:: Exercise set ::
• 1. Translate this sentence from the film review into French: "She left the political side of her adopted leftist, counter-culture lifestyle to the others."
• 2. Using the film review, answer each question briefly.
(a) How does the review describe Kommune 1?
(b) Whose film is Eight Miles High (Das Wilde Leben), according to the review?
(c) In what town did the phenomenon that became Uschi have its roots?

═══ Selected extract ═══

Eight Miles High (Das Wilde Leben)Uschi Obermaier is known for sleeping with Mick Jagger. And Keith Richards. Around this time, in between her ultra-groupie escapades, she also did a little modelling. The time she spent at Kommune 1 – the first known politically inspired commune in Germany – made her a major symbol of the sexual revolution – though she claims to have no interest in politics whatsoever. But she was a woman. Independent, firm (rejecting the offers made to her by countless men), free-spirited and open to love. She left the political side of her adopted leftist, counter-culture lifestyle to the others. If anything, the long discussions bored her.

Eight Miles High (Das Wilde Leben) is a German docudrama that takes a look inside her life as a fashion model, sex symbol and icon of the left. Generally, the film doesn’t delve into who she really is as a person – many people citing this as reason to criticise. Though I believe, aided by Natalia Avelon’s ambiguous presence – this helped us become more aware of Obermaier’s public persona. Avelon’s performance gives way to an act within an act of sorts. Actually, this “quality” gives Achim Bornhak’s film the ability to illuminate not who she was, but what she was. The miniature phenomenon that became Uschi had its roots in a small, suburban town in Germany called Sendling.

═══ Dataset excerpt ═══

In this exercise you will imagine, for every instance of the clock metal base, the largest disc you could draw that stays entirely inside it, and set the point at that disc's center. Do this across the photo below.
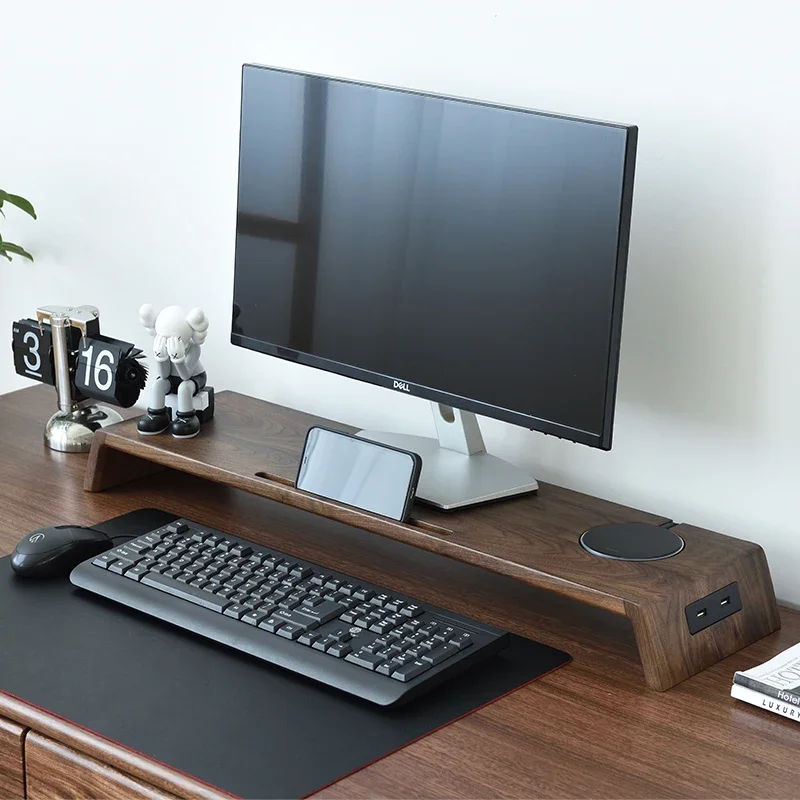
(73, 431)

═══

:: Task responses ::
• 1. Elle a laissé aux autres le volet politique du mode de vie de gauche et contre-culturel qu'elle avait adopté.

• 2.
(a) It was the first known politically inspired commune in Germany.
(b) Achim Bornhak's.
(c) Sendling, a small suburban town in Germany.